Work task:
Would you copy out, exactly as written, each line from the one containing "positive clicks: (81, 2)" to the end of the records below?

Records to process:
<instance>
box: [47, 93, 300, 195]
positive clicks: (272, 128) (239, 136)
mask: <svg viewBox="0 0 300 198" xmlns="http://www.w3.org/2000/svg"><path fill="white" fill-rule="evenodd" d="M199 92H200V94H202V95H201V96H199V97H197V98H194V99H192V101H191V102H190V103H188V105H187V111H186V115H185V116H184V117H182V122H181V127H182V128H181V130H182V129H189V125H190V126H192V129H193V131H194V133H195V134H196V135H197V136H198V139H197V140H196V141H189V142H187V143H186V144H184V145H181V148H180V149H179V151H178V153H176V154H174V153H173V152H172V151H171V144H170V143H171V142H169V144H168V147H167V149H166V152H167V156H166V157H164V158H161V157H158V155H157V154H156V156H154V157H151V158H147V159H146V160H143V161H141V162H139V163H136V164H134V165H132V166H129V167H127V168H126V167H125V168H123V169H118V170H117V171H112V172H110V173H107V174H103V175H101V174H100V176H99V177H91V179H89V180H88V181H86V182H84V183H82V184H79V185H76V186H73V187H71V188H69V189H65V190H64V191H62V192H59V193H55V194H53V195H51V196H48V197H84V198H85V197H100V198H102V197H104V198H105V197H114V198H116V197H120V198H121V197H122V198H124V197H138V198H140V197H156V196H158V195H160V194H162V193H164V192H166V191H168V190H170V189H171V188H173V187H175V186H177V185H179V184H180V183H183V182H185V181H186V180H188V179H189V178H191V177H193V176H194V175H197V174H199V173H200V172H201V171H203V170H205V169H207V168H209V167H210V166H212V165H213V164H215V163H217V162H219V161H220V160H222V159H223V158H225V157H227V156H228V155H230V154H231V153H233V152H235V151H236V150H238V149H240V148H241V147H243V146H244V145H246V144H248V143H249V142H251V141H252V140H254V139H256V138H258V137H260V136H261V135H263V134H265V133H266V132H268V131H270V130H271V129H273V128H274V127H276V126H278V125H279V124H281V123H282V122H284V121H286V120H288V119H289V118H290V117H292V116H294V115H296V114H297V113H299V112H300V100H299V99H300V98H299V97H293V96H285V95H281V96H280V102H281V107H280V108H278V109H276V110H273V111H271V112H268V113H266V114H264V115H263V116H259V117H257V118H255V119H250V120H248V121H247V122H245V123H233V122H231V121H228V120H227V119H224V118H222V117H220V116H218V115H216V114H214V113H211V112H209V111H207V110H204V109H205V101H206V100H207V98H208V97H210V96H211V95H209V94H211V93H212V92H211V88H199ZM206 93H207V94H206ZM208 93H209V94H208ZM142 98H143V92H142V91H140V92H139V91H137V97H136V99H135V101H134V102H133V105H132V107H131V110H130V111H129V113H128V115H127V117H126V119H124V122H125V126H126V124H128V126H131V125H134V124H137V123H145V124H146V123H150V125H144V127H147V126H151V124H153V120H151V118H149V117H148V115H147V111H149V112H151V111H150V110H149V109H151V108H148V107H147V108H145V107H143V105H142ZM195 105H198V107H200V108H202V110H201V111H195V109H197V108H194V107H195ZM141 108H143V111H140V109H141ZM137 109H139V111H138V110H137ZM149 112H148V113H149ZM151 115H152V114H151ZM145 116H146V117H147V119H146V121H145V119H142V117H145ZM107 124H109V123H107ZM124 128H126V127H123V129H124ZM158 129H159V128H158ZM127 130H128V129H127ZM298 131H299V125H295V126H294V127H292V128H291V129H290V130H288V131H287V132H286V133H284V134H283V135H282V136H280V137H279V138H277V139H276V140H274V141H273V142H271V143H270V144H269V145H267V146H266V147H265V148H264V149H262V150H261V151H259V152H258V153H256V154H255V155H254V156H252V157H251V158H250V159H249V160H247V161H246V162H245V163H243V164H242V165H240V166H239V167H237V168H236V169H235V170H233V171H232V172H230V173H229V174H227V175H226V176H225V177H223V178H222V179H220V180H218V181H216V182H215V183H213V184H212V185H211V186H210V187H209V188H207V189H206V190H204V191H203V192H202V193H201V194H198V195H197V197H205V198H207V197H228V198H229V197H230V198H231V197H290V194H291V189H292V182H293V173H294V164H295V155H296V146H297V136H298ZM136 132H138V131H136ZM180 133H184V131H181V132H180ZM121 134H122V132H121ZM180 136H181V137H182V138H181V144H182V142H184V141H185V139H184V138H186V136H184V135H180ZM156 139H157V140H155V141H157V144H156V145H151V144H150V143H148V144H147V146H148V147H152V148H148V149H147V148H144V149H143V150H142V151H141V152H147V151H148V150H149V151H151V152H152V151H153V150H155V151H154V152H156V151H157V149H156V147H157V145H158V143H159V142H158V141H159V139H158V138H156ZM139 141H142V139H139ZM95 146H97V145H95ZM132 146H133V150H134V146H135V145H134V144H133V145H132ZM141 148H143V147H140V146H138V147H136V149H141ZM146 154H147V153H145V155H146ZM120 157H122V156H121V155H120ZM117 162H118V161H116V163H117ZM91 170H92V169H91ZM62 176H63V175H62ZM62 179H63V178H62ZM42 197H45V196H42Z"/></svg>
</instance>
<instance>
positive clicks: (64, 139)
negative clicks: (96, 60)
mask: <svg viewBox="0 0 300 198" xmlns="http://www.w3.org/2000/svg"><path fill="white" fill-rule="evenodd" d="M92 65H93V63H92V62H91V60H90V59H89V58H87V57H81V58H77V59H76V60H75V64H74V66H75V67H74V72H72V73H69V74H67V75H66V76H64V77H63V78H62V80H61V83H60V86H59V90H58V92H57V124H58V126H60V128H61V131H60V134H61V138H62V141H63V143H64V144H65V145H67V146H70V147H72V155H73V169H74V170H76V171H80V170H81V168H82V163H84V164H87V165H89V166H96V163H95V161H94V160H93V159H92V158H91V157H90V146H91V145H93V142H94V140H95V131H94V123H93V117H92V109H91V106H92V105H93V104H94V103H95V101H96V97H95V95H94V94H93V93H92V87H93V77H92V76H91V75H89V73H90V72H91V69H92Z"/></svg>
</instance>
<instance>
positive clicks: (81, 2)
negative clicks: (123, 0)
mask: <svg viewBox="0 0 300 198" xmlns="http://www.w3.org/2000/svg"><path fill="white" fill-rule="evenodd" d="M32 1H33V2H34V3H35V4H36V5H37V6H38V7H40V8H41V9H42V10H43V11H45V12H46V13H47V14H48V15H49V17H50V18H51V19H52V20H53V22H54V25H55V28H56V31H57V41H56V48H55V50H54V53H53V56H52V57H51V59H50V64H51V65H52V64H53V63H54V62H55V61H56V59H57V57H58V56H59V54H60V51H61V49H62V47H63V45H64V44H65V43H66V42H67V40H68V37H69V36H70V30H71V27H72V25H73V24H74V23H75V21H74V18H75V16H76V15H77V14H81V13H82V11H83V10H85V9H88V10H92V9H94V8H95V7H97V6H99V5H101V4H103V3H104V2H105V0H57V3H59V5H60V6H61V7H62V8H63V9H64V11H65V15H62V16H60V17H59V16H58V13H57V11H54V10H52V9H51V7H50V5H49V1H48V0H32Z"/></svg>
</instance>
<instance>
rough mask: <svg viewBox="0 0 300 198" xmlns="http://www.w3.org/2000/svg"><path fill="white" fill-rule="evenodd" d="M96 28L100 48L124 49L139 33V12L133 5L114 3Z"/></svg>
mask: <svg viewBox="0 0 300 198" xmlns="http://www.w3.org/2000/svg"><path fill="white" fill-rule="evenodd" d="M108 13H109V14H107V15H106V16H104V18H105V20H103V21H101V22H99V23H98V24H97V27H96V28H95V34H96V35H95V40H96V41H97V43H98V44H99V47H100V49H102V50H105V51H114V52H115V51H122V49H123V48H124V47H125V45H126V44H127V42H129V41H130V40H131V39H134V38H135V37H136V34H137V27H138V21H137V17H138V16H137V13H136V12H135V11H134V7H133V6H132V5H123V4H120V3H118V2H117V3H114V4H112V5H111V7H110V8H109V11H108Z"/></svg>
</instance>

Answer to this problem:
positive clicks: (81, 2)
negative clicks: (123, 0)
mask: <svg viewBox="0 0 300 198" xmlns="http://www.w3.org/2000/svg"><path fill="white" fill-rule="evenodd" d="M32 1H33V2H34V3H35V4H36V5H37V6H38V7H40V8H41V9H42V10H43V11H45V12H46V13H47V14H48V15H49V17H50V18H51V19H52V20H53V22H54V25H55V28H56V31H57V41H56V48H55V50H54V53H53V56H52V57H51V59H50V64H51V65H52V64H53V63H54V62H55V61H56V59H57V57H58V56H59V54H60V51H61V49H62V47H63V45H64V44H65V43H66V42H67V40H68V37H69V36H70V30H71V27H72V25H73V24H74V23H75V21H74V18H75V16H76V15H77V14H81V13H82V11H83V10H85V9H88V10H92V9H94V8H95V7H97V6H99V5H101V4H103V3H104V2H105V0H57V3H59V5H60V6H61V7H62V8H63V9H64V11H65V15H62V16H60V17H59V16H58V13H57V11H54V10H52V9H51V7H50V5H49V1H48V0H32Z"/></svg>
</instance>
<instance>
rough mask: <svg viewBox="0 0 300 198" xmlns="http://www.w3.org/2000/svg"><path fill="white" fill-rule="evenodd" d="M96 28L100 48L124 49L139 33V12L133 5L114 3Z"/></svg>
mask: <svg viewBox="0 0 300 198" xmlns="http://www.w3.org/2000/svg"><path fill="white" fill-rule="evenodd" d="M108 13H109V14H107V15H106V16H104V18H105V20H103V21H101V22H99V23H98V24H97V27H96V28H95V34H96V35H95V40H96V41H97V43H98V44H99V47H100V49H102V50H105V51H114V52H115V51H122V49H123V48H124V47H125V45H126V44H127V42H129V41H130V40H131V39H134V38H135V37H136V34H137V27H138V21H137V17H138V16H137V13H136V12H135V11H134V7H133V6H132V5H123V4H120V3H118V2H117V3H114V4H112V5H111V7H110V8H109V11H108Z"/></svg>
</instance>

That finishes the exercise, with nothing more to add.